(Image-grounded pointing data)

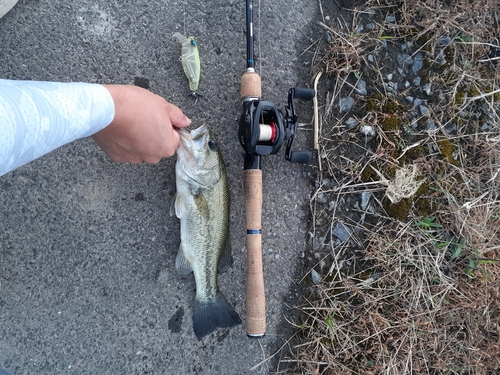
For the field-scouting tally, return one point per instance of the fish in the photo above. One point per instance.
(190, 61)
(202, 205)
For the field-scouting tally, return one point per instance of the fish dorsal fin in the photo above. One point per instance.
(182, 265)
(226, 257)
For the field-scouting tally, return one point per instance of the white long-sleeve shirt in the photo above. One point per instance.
(38, 117)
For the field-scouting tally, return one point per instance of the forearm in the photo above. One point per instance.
(38, 117)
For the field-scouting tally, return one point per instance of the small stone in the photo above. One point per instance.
(341, 232)
(315, 276)
(320, 197)
(404, 60)
(485, 127)
(361, 87)
(346, 104)
(444, 40)
(365, 199)
(318, 243)
(441, 58)
(351, 123)
(368, 130)
(427, 88)
(451, 128)
(418, 62)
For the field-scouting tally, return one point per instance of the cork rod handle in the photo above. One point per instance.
(255, 296)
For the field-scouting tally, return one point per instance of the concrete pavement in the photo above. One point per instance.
(87, 247)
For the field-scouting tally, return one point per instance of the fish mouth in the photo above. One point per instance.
(194, 139)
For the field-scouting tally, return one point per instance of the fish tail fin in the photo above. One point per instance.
(211, 314)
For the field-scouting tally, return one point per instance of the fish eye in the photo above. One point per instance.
(212, 145)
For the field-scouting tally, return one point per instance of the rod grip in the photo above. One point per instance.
(255, 296)
(250, 85)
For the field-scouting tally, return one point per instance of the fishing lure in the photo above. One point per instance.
(190, 61)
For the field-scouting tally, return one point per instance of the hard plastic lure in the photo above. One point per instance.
(190, 61)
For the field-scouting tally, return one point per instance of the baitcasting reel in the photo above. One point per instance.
(263, 128)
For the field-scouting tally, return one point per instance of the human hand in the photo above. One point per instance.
(143, 126)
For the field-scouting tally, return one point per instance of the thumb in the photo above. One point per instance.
(178, 118)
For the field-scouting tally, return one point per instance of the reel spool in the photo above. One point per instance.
(263, 128)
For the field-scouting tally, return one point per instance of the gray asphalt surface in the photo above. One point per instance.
(87, 247)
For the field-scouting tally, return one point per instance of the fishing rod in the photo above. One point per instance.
(262, 131)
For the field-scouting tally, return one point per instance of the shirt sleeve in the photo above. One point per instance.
(38, 117)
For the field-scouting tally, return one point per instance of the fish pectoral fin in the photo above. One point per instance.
(213, 313)
(172, 205)
(182, 265)
(177, 206)
(226, 257)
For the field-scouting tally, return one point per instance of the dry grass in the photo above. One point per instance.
(417, 294)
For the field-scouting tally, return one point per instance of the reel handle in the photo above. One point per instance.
(255, 295)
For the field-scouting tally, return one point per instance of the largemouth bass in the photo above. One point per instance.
(202, 205)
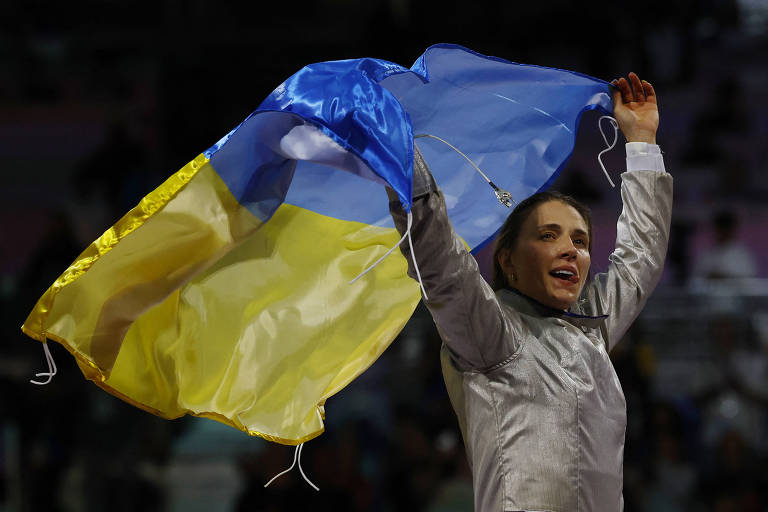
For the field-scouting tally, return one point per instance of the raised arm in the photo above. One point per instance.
(468, 316)
(642, 230)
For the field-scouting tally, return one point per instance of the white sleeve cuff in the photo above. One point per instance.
(642, 156)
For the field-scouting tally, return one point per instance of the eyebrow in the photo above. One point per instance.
(558, 227)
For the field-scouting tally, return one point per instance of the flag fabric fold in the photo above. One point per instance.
(224, 293)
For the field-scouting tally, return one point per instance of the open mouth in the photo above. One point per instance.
(565, 275)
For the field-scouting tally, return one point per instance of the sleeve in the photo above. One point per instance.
(478, 331)
(642, 234)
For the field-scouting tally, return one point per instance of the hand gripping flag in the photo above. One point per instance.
(225, 292)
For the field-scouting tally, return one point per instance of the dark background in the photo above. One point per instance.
(101, 101)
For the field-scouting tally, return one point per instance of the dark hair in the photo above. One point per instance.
(510, 231)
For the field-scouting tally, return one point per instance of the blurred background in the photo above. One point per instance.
(101, 101)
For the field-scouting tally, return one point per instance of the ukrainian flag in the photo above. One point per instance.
(225, 293)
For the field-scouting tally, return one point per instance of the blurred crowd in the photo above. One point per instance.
(91, 119)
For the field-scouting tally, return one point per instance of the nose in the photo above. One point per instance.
(568, 251)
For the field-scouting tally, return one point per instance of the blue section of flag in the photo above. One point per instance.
(516, 122)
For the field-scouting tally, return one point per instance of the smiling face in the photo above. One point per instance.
(550, 259)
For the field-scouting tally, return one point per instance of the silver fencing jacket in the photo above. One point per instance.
(538, 401)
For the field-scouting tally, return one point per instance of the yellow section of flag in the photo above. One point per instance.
(190, 304)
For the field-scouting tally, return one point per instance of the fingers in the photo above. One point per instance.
(624, 90)
(633, 90)
(637, 88)
(650, 93)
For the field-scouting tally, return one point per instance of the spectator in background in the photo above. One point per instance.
(728, 258)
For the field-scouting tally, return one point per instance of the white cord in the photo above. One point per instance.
(502, 195)
(296, 457)
(456, 150)
(51, 367)
(609, 145)
(413, 256)
(301, 446)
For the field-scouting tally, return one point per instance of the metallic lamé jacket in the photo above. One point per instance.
(538, 401)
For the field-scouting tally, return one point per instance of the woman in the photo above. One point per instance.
(526, 362)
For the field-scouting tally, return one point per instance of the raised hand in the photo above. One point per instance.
(635, 108)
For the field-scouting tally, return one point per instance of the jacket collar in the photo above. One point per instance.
(529, 306)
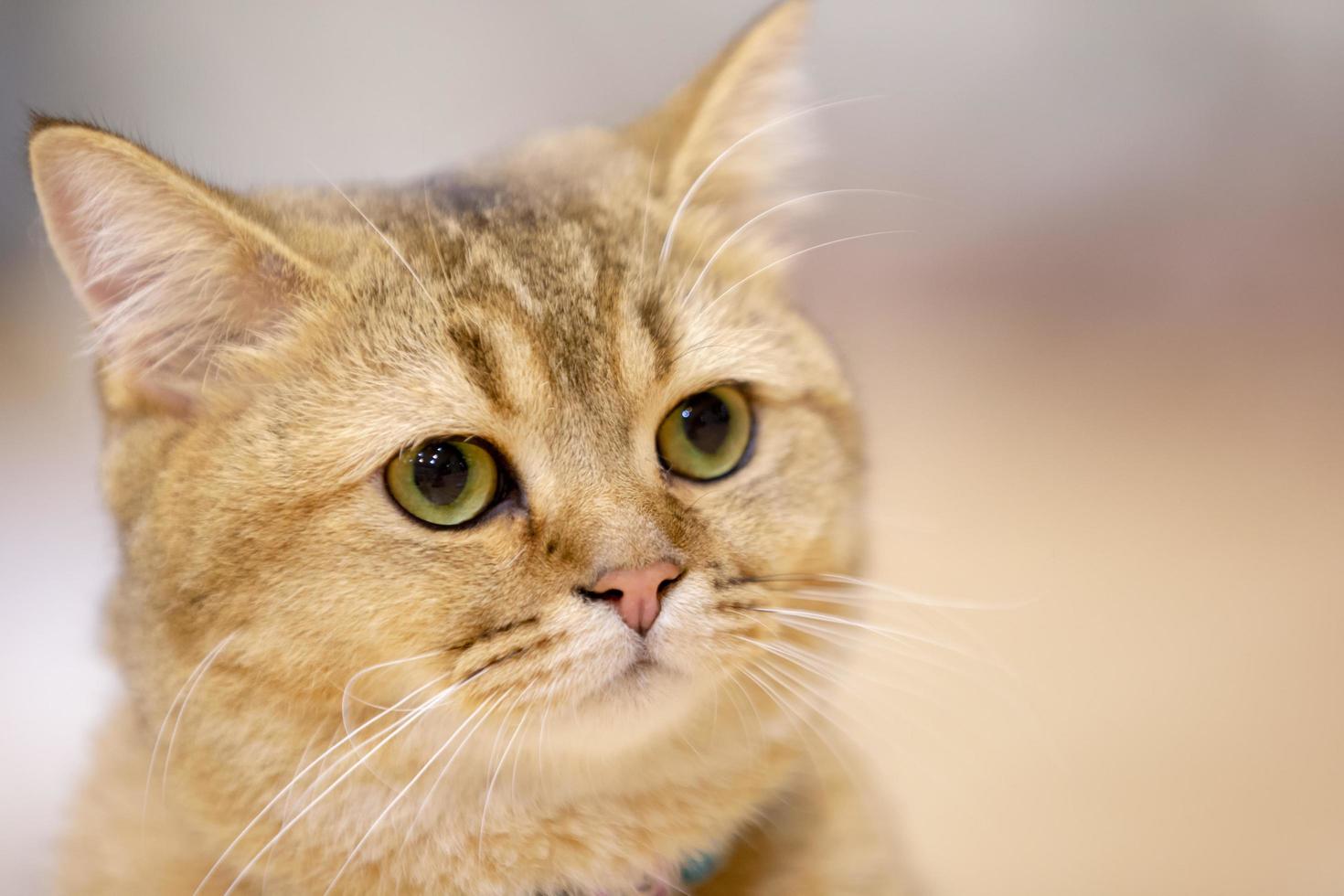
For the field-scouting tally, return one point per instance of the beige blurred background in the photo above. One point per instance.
(1104, 382)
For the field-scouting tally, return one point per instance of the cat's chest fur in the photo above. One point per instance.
(588, 829)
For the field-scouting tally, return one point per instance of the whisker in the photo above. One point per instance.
(443, 772)
(772, 209)
(299, 776)
(380, 235)
(188, 687)
(346, 692)
(395, 730)
(397, 799)
(901, 594)
(732, 148)
(489, 789)
(795, 254)
(884, 632)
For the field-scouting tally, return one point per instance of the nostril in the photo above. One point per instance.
(611, 594)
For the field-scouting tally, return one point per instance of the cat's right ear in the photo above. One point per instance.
(171, 271)
(730, 136)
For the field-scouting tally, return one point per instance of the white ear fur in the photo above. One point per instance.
(167, 268)
(732, 120)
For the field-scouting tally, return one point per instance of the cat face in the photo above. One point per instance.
(303, 386)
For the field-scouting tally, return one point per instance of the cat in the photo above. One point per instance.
(461, 520)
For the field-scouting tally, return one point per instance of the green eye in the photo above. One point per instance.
(707, 435)
(443, 481)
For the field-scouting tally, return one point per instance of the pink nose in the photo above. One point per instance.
(636, 592)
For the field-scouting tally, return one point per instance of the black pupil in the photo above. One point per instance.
(441, 472)
(705, 418)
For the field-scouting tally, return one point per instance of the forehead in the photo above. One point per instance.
(485, 306)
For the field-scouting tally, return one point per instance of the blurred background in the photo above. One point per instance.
(1104, 382)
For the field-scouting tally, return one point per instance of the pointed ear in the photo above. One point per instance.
(732, 106)
(171, 272)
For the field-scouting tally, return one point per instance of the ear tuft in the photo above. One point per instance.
(167, 266)
(731, 116)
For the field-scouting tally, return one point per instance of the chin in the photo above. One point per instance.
(636, 707)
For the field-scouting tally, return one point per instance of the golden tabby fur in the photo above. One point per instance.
(261, 357)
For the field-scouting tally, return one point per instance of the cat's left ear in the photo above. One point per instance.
(171, 271)
(734, 121)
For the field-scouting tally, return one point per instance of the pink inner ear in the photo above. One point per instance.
(168, 274)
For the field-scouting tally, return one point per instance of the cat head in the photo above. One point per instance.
(535, 430)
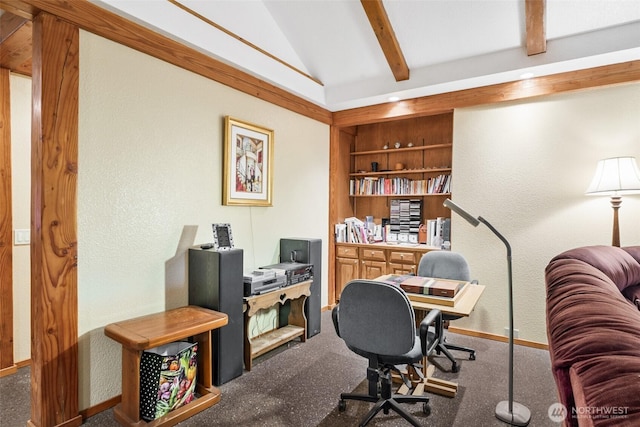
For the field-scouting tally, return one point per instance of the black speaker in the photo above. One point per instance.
(308, 251)
(216, 283)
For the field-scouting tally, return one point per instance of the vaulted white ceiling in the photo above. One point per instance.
(326, 50)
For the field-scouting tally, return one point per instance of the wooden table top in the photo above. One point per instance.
(156, 329)
(463, 307)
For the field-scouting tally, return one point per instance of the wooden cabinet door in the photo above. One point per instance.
(373, 269)
(346, 270)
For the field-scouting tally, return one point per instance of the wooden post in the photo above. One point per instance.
(6, 221)
(54, 167)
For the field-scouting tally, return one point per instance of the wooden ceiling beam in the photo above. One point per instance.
(9, 24)
(570, 81)
(536, 33)
(387, 38)
(15, 43)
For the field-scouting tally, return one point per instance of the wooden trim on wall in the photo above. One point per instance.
(54, 243)
(107, 24)
(626, 72)
(6, 226)
(501, 338)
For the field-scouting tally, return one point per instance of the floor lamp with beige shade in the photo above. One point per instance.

- _Required action_
Reproduce exactly the line that holds "the wooden post", then every line after it, ending with the final line of the records above.

- _Output of the task_
For the field-scouting tally, return one point per instance of the wooden post in the photo above. One point per instance.
(6, 221)
(54, 167)
For the field-scouting tally, return one point per instance of the wooden ceiling beam in the photo above. One point per instance.
(9, 24)
(570, 81)
(536, 33)
(387, 38)
(15, 43)
For the field-scouting tally, return one point per instance of the wooden trim on wall in the photo above. One point per instance.
(54, 243)
(107, 24)
(626, 72)
(6, 226)
(501, 338)
For the field-scouting tally, return one point per instance of the floor lamp with beige shade in the photo above. One point per instance.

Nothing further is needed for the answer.